EXCERPTED TEXT >>
As to the rest of your stuff, [rolls eyes].

Dan Trabue said...

Just for what it's worth, we've had several polite interchanges with him getting progressively more... well, like y'all. He's still being polite but then he says things like "I’m glad you’re at least being honest and no longer hiding behind "I love the Bible" while functionally setting it aside."

Of course, I never said I don't love the Bible and of course, I DO love the Bible.

Of course, I haven't "functionally set it aside" and instead, I'm striving to have a HIGH view of the Bible, precisely because I love its teachings and lessons.

He's apparently seeing that I have a different approach to honoring the Bible than what he has and that, to him, is "not loving" the bible and "setting it aside." This is how things inevitably start to descend in these conversations. If another believer doesn't accept your collective way of understanding the Bible and God, then we hate the bible and are not following God. It's not enough for you all to say, "Well, I don't believe as you do..." you all have this tendency to take it a step further towards rudeness and rejection and speaking for the others what we haven't said... that, instead of simple polite disagreement.

We'll see how it goes.

Craig said...

1. It is unreasonable, yet you continue to do so.

2. The ignorance excuse, clever. I'll note that your standard for disbelieving is yourself, which as you noted is unreasonable. You have "no DATA" either, but you'll pretend that your "no DATA" is somehow better.

3. That is exactly my point. You are drawing conclusions about all progressive christians based on those in your circle, as if your circle is definitive.

As for the rest of your self justifying, bragging, I simply don't care.

Yeah, I get it. The burden of pride is great.

Craig said...

I literally asked you not to do what you just did. I read the exchange, I don't need your biased, incomplete, and misleading summary.

Blah, blah, blah, blah. This is just you repeating the same old talking points you've been spewing for years. Nothing, new, no proof, no "DATA", just your unproven hunches.

Marshal Art said...

"We meet, plan, support one another, organize, worship and otherwise are part of a common Beloved Community, again, to the tune of thousands of progressive-minded Christians."

Wow. That's a lot of fake Christians!

"I'm IN this world, daily, hourly."

You're of this world. That's a problem.

I admit to a degree of open hostility on my part. First, to the falsehoods of the progressives in general, and then to those like Dan who reject correction without the "good faith" counter argument and evidence he demands of others because of his devotion to pleasing his "Beloved Community" over pleasing God at the expense of them.

Craig said...

Art,

Obviously there are millions of people who ascribe to at least some of the tenets of progressive christianity. Just as obviously, and confirmed by reading through the comments on the FB post, there is little agreement between them.

I do agree that Dan's worldview seems more shaped by the world than by Scripture, but whatever.

Craig said...

https://progressivechristianity.org/

"The Core Values of Progressive Christianity
By calling ourselves Progressive Christians we mean we are Christians who:

1. Believe that following the way and teachings of Jesus can lead to experiencing sacredness, wholeness, and unity of all life, even as we recognize that the Spirit moves in beneficial ways in many faith traditions.

2. Seek community that is inclusive of all people, honoring differences in theological perspective, age, race, sexual orientation, gender identity/expression, class, or ability.

3. Strive for peace and justice among all people, knowing that behaving with compassion and selfless love towards one another is the fullest expression of what we believe.

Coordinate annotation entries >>
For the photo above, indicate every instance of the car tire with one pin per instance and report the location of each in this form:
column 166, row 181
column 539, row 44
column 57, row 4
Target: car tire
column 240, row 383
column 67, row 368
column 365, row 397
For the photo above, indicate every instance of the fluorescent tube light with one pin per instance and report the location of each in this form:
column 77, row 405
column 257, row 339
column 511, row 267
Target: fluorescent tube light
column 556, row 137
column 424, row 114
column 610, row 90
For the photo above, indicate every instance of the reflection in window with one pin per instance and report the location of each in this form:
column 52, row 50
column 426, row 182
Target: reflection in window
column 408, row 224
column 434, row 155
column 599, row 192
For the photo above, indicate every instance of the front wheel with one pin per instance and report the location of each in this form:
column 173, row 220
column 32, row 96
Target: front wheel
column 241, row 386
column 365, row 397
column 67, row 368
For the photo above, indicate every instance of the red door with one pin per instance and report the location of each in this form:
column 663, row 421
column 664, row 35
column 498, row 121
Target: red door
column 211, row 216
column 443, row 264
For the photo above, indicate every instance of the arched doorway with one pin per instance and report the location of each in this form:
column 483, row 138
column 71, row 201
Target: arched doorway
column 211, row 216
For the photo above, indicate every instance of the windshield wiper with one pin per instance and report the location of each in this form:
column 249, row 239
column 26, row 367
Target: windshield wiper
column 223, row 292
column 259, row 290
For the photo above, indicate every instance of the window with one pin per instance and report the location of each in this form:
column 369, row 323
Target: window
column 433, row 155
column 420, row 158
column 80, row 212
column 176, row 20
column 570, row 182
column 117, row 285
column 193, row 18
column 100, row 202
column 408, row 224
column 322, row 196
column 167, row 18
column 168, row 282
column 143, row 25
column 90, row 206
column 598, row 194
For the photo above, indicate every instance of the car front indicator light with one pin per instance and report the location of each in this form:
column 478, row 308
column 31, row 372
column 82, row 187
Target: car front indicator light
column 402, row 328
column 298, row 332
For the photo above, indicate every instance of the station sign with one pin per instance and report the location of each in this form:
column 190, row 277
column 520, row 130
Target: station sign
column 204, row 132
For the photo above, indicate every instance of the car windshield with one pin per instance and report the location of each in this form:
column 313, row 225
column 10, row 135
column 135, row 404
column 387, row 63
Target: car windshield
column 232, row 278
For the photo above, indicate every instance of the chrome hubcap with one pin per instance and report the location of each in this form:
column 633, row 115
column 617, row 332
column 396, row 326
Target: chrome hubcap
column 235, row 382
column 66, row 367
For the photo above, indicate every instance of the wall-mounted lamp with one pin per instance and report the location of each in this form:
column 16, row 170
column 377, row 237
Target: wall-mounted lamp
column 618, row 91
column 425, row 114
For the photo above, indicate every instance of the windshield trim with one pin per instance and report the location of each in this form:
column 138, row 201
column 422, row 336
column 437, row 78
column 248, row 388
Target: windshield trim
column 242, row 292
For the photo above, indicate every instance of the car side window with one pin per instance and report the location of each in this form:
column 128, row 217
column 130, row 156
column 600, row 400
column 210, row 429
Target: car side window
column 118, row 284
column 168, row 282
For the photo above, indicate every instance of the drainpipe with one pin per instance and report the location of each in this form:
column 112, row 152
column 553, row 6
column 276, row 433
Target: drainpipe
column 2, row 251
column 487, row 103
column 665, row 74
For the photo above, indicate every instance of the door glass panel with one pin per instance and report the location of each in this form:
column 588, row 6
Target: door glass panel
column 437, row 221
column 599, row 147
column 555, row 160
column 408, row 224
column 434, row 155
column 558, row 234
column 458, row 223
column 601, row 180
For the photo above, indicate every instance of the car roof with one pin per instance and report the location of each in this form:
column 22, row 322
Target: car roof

STATED EXERCISE A >> Quote the progressive Christianity comment thread word for word, everything from "1. It is unreasonable, yet" down to "pride is great.".
STATED EXERCISE B >> Extend the progressive Christianity comment thread, starting right after its last sentence.

WRITTEN RESPONSE A >>
1. It is unreasonable, yet you continue to do so.

2. The ignorance excuse, clever. I'll note that your standard for disbelieving is yourself, which as you noted is unreasonable. You have "no DATA" either, but you'll pretend that your "no DATA" is somehow better.

3. That is exactly my point. You are drawing conclusions about all progressive christians based on those in your circle, as if your circle is definitive.

As for the rest of your self justifying, bragging, I simply don't care.

Yeah, I get it. The burden of pride is great.

WRITTEN RESPONSE B >>
4. Embrace the insights of contemporary science and strive to protect the Earth and ensure its integrity and sustainability.

5. Commit to a path of life-long learning, believing there is more value in questioning than in absolutes."


I guess it's a bit strange that they express their core values as absolutes.

Craig said...

"Do you find more grace in the search for meaning than in absolute certainty, in the questions rather than in the answers?"

What, exactly, is the point of asking questions if not searching for an answer? What meaning is there in an answer that one is not (at least) reasonably certain of?

Marshal Art said...

"As I continually point out, NO group (conservative, liberal or otherwise) is a monolith,"

Except that you've been called out many times over the years of speaking of others in such a manner (the black population easily comes to mind).

"There are, of course, conservative religionists who are convinced that "'christian' nationalism" and racism are good "christian" viewpoints. But that doesn't mean that all conservatives think that"

Yet, you have indeed suggested you believe that. You've often referred to us as racists and "Christian nationalism" is far more a figment of progressive imaginings than an actual movement, which is just as bad.

"I do not judge all conservative Christians (including myself, once upon a time) based upon the actions and attitudes of the most graceless, hostile, racist, sexist and uneducated conservative Christians."

This also clearly contradicts your history here on the blogs. Indeed, it's a basic description by you of conservative Christianity (AKA "Christianity"). And again, you were never conservative.

"My daily and hourly life often revolves around Christian beliefs and connections and attitudes and efforts that you would call "liberal Christian.""

I don't call your kind "Christian" at all. Given your own words, I call it "heresy" or "anti-Christian". Either is far more accurate than "Christian".

"You aren't suggesting, are you, that you have as much deep connection to progressive Christians as I do, are you?"

No such suggestion is even necessary if you regard yourself as in any way representative of the whole. But discussions with others who might refer to themselves as "progressive Christians" (by virtue of their saying the same things you do) validates my position regarding your kind. It's truly a matter of knowing you by your rotten fruit.

"Do you see the problem?"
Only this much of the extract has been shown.